_Set exercise A:_
Reproduce the post about the CLAW 2019 crisis management workshop word for word, from start to finish.

Earlier this month I attended CLAW 2019, the third Crisis Management Workshop for the GÉANT Community. The event was held at the Poznan Supercomputing and Networking Centre in Poland – not the easiest place to get to from the UK, but lovely once you’re there:
My role at Jisc is Head of Delivery, but I also act as a Major Incident Manager, part of our process for dealing with major network incidents. This blog post highlights some of my learnings from CLAW 2019 – how Crisis Management is done at other NRENs, how that differs from what Jisc does, and what improvements I can take back to the Jisc MI team.
Worth also noting that we’re constantly reviewing and updating our processes anyway, in light of incidents that occur and feedback we receive, and some of the things discussed in this post will feed into that ongoing cycle of continual improvement.

_Provided entries:_
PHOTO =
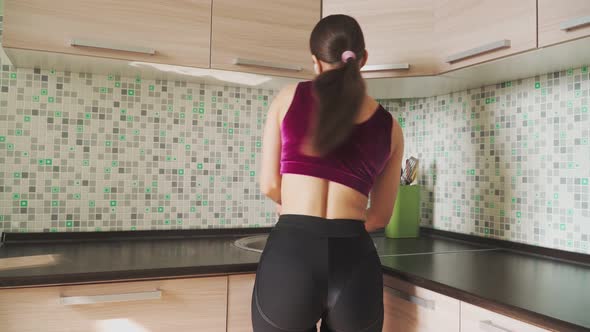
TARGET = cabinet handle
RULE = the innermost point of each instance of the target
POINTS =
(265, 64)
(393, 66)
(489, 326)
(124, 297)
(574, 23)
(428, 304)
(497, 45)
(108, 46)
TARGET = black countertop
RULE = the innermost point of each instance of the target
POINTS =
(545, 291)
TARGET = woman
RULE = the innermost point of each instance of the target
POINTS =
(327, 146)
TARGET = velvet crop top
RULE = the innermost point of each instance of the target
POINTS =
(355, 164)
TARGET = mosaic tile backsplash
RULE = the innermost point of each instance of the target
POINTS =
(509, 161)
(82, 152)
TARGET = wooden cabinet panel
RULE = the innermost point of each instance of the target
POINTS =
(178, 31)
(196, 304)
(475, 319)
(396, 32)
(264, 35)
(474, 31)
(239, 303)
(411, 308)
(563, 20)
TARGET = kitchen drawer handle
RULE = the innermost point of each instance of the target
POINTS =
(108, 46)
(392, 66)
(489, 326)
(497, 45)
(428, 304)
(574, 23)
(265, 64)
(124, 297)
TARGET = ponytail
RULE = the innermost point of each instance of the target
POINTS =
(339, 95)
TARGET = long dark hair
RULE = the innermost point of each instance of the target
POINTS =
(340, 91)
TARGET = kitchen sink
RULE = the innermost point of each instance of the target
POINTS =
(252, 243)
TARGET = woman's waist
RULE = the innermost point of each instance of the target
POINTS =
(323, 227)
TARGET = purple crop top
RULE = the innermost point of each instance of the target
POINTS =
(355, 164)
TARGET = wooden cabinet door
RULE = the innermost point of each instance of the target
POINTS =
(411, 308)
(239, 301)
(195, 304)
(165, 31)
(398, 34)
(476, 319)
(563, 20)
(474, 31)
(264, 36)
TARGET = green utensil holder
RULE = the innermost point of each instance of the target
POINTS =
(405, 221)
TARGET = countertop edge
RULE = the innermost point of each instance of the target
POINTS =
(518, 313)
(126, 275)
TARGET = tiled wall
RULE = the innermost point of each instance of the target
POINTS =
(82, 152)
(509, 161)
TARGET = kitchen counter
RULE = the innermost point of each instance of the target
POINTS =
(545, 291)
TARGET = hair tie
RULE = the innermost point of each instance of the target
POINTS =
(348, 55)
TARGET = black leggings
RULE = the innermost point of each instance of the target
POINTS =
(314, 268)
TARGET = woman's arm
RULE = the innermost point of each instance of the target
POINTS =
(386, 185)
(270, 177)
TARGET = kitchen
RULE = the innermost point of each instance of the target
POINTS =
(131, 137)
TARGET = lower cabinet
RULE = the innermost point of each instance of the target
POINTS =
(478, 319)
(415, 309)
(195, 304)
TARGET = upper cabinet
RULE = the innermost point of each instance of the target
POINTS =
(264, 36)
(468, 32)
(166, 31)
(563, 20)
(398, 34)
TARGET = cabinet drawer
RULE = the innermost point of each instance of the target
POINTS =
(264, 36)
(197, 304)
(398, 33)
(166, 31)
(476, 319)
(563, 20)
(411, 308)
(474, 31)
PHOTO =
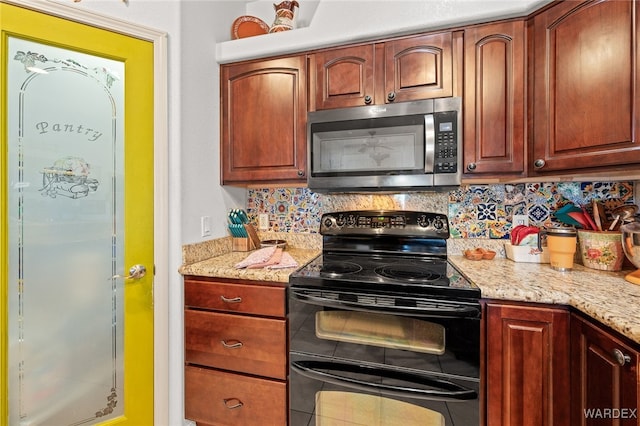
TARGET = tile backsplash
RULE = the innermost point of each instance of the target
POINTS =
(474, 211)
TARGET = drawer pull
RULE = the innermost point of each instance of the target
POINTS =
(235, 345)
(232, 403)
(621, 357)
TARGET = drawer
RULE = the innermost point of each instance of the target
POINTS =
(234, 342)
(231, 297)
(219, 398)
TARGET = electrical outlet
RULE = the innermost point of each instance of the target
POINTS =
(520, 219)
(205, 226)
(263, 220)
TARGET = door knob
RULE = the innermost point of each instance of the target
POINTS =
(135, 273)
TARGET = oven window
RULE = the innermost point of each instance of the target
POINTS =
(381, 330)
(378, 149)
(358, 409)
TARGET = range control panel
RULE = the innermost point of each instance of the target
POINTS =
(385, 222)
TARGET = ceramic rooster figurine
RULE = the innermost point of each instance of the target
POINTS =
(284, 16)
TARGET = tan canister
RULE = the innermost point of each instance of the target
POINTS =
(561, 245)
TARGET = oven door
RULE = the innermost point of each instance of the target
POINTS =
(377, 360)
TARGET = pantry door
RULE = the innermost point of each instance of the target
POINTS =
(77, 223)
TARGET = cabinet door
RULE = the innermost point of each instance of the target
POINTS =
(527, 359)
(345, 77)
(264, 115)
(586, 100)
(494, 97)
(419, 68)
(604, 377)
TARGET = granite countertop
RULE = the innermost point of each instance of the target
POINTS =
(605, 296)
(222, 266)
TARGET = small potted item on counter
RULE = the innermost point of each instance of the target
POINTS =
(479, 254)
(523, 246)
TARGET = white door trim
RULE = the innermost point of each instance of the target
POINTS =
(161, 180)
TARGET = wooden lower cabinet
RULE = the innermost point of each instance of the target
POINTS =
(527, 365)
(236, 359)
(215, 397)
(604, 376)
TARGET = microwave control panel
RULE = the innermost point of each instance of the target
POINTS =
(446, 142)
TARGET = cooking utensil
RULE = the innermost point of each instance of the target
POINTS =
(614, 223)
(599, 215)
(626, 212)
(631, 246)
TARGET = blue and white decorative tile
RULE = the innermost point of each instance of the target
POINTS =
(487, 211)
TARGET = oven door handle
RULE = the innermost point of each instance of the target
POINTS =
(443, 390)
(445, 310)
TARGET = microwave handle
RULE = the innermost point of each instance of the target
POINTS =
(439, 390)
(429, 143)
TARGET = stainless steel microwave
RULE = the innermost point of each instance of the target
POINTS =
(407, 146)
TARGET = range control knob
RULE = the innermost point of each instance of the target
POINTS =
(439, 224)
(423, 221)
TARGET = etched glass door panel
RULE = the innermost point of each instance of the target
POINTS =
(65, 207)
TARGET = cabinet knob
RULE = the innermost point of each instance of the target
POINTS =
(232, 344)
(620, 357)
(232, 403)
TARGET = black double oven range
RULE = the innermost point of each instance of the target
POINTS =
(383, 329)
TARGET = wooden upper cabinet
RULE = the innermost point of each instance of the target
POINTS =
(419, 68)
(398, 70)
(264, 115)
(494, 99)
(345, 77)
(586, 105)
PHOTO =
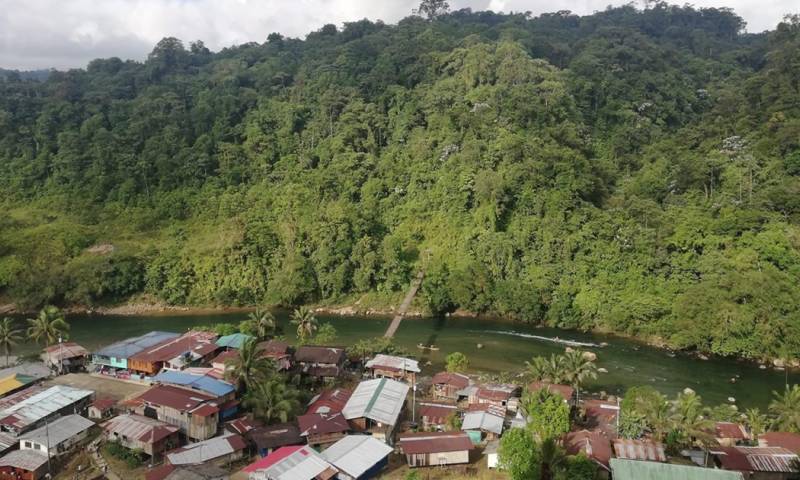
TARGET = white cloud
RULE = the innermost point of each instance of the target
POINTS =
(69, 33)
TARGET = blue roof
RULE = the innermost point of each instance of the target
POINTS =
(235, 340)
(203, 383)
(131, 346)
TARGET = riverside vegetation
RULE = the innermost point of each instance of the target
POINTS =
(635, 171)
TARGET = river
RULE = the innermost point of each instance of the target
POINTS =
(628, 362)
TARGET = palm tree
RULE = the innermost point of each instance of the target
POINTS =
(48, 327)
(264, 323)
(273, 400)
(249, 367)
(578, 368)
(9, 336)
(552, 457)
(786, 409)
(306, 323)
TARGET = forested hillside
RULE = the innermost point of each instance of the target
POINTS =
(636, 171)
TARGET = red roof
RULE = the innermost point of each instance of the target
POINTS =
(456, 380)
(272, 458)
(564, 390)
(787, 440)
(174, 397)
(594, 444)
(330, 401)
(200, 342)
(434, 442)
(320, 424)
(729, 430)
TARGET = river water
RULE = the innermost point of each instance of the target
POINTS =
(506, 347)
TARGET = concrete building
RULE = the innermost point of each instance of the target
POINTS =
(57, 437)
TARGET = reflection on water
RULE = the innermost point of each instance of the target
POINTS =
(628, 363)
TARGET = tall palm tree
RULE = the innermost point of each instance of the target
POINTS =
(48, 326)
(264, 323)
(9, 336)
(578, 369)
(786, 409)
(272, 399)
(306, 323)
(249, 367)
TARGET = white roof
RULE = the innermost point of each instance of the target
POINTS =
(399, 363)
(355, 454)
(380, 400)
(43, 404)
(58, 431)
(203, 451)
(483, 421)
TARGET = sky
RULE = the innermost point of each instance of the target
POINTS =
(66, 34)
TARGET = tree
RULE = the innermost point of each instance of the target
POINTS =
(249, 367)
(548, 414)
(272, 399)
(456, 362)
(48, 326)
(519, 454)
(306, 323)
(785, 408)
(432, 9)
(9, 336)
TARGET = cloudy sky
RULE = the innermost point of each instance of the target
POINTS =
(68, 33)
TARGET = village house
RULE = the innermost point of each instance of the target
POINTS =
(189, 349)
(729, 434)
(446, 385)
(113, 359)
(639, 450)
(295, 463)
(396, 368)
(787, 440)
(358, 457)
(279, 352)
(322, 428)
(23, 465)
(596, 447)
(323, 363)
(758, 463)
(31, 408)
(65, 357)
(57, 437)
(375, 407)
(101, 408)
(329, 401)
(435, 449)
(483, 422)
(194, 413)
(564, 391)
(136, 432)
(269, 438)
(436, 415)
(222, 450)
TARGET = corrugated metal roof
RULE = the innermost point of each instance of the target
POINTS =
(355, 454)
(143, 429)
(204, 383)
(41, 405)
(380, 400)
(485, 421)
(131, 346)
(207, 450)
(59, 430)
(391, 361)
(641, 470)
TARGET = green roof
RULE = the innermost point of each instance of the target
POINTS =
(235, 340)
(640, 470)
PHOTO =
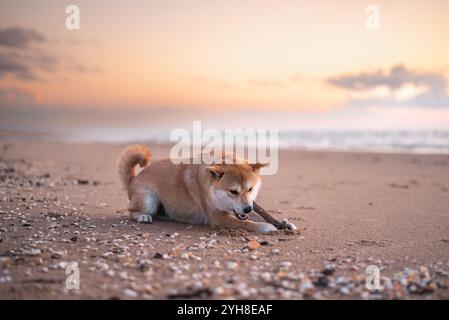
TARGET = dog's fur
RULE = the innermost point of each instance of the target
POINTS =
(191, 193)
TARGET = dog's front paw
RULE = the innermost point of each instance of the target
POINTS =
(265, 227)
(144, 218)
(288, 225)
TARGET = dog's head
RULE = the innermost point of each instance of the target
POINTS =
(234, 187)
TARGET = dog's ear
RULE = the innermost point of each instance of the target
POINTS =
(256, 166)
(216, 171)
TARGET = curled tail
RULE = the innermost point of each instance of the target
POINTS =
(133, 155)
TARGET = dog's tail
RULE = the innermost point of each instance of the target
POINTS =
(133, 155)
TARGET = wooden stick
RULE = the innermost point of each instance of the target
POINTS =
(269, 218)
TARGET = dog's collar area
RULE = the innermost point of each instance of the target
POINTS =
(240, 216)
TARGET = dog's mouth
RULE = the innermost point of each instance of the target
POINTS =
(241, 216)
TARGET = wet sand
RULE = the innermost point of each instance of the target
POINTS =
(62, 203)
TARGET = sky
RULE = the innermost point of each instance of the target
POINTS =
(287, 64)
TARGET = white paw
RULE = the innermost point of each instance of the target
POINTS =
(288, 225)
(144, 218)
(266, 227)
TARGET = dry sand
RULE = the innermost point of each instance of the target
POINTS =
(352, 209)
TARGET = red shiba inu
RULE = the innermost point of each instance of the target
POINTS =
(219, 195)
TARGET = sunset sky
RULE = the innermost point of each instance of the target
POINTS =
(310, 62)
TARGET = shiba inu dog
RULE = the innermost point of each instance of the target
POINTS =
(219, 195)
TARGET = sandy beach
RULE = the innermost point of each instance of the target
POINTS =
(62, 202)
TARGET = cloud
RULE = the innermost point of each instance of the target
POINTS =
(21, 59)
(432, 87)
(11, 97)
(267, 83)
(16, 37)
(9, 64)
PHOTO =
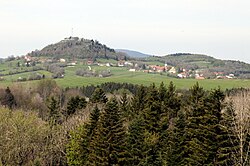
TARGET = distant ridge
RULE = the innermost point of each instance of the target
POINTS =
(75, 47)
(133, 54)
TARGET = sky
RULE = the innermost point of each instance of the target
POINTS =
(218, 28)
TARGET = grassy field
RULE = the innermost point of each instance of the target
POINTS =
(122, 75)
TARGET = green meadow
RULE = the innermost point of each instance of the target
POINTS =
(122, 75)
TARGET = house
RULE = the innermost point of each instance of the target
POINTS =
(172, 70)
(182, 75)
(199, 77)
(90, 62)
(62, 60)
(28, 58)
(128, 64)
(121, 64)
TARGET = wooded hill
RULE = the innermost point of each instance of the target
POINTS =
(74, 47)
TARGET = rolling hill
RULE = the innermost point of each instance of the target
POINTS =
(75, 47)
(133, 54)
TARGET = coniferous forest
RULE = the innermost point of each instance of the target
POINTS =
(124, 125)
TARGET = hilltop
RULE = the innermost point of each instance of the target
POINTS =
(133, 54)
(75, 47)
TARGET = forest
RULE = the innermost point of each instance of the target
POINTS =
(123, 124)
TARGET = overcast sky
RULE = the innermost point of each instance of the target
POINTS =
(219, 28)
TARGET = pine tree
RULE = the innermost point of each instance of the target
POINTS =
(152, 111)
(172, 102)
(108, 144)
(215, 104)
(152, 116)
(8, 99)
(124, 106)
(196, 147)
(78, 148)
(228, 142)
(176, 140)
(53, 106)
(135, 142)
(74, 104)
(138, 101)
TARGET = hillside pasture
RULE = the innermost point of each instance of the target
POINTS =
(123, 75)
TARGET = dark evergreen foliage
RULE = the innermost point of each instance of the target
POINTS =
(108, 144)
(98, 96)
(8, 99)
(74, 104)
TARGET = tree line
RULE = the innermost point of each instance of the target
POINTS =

_Set exercise B:_
Pick out every line in the entries that contains the word "door", matching case, and copy those lines.

_Exercise result A:_
Earlier this month I attended CLAW 2019, the third Crisis Management Workshop for the GÉANT Community. The event was held at the Poznan Supercomputing and Networking Centre in Poland – not the easiest place to get to from the UK, but lovely once you’re there:
My role at Jisc is Head of Delivery, but I also act as a Major Incident Manager, part of our process for dealing with major network incidents. This blog post highlights some of my learnings from CLAW 2019 – how Crisis Management is done at other NRENs, how that differs from what Jisc does, and what improvements I can take back to the Jisc MI team.
Worth also noting that we’re constantly reviewing and updating our processes anyway, in light of incidents that occur and feedback we receive, and some of the things discussed in this post will feed into that ongoing cycle of continual improvement.

_Exercise result B:_
TARGET = wooden cabinet door
TARGET = door knob
TARGET = oven door
TARGET = pantry door
TARGET = cabinet door
TARGET = white door trim
TARGET = oven door handle
TARGET = etched glass door panel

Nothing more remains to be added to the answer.